* Collection entries *
================

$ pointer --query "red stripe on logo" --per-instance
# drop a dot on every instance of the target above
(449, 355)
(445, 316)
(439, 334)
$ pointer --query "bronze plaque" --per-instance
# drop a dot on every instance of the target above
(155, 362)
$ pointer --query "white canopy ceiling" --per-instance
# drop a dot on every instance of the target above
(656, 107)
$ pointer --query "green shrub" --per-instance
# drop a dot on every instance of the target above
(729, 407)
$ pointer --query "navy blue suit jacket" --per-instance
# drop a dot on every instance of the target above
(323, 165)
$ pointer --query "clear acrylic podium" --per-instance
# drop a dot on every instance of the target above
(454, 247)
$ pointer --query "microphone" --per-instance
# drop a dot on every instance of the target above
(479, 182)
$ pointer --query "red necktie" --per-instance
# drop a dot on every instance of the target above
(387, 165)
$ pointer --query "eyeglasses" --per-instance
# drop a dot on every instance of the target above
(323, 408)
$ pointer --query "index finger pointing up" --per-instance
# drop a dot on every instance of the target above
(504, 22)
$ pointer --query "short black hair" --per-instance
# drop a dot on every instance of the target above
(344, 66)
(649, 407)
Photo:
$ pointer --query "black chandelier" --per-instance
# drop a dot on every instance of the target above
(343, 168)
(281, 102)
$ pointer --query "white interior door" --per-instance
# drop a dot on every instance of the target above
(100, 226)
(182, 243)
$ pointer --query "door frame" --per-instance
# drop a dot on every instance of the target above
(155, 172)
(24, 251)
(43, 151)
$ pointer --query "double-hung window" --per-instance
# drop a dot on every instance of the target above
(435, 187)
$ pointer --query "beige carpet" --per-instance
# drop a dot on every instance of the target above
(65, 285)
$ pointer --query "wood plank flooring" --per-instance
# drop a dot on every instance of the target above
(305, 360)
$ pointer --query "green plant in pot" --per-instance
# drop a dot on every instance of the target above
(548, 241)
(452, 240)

================

* WORK INSTRUCTION *
Each line of the entries above that contains "green" must be copied into the answer.

* RESULT *
$ pointer --query "green shrub" --per-instance
$ pointer --query "green plant in pot" --per-instance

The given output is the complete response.